**Quellenauszug**
——————

Der Mensch hinter der Wunde Dienstag, 8. März 2016

Ihre Expertise in der Behandlung von Menschen mit chronischen Wunden brachten die Referentinnen und Referenten mit zum 18. Netzwerk-Workshop des Deutschen Netzwerks für Qualitätsentwicklung in der Pflege (DNQP) an der Hochschule Osnabrück.

Pflege-Experten plädieren auf DNQP-Netzwerktreffen für eine stärkere patientenorientierte Haltung

(Osnabrück, 8. März 2016) Die Pflege-Fachleute sprechen von einer „Compliance-Umkehr“. Glaubten sie bislang, dass Therapie und Heilung insbesondere vom kooperativen Verhalten des Patienten, seiner „Therapietreue“ abhängt, so läutete das diesjährige Treffen des Deutschen Netzwerks für Qualitätsentwicklung in der Pflege (DNQP), zur Aktualisierung des Expertenstandards „Pflege von Menschen mit einer chronischen Wunde“, in der Aula der Hochschule Osnabrück, in diesem Punkt einen Paradigmenwechsel ein.

Die Inhalte des 2009 entwickelten Standards konnten zwar von der Expertenarbeitsgruppe weitestgehend bestätigt werden, neu justiert wurde jedoch das Verhältnis zwischen Pflegendem und Patient. Es sei viel Erfolg versprechender, könne gar das Scheitern einer Therapie verhindern, wenn sich das Pflegepersonal dem Patienten gegenüber kooperativ und einfühlsamer verhalte, seine Präferenzen und seinen Lebensstil berücksichtige. „Die pflegerische Haltung sollte immer eine patientenorientierte Haltung sein“, formulierte Prof. Dr. Eva-Maria Panfil, Vorsitzende der Expertenarbeitsgruppe und tätig am Universitätsspital Zürich, die grundlegend andere Herangehensweise vor rund 400 Pflegefachleuten.

——————

**Bereitgestelltes Material**

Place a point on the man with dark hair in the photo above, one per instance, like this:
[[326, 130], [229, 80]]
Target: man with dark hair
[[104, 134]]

——————

**Zu lösende Aufgaben**
• 1. Vor wie vielen Pflegefachleuten stellte Prof. Dr. Eva-Maria Panfil laut dem Quellenauszug die andere Herangehensweise vor?
• 2. Fassen Sie den Absatz des Quellenauszugs, der mit „Die Inhalte des 2009 entwickelten Standards“ beginnt, als kurze Liste zusammen, ohne seine wesentlichen Fakten zu verlieren.

**Lösungen im Überblick**
• 1. Vor rund 400 Pflegefachleuten.

• 2.
- Die Expertenarbeitsgruppe bestätigte die Inhalte des 2009 entwickelten Standards weitgehend.
- Neu justiert wurde das Verhältnis zwischen Pflegendem und Patient.
- Kooperatives und einfühlsameres Verhalten des Pflegepersonals, das Präferenzen und Lebensstil des Patienten berücksichtigt, gilt als erfolgversprechender und kann sogar das Scheitern einer Therapie verhindern.
- Prof. Dr. Eva-Maria Panfil, Vorsitzende der Expertenarbeitsgruppe und am Universitätsspital Zürich tätig, forderte vor rund 400 Pflegefachleuten eine stets patientenorientierte pflegerische Haltung.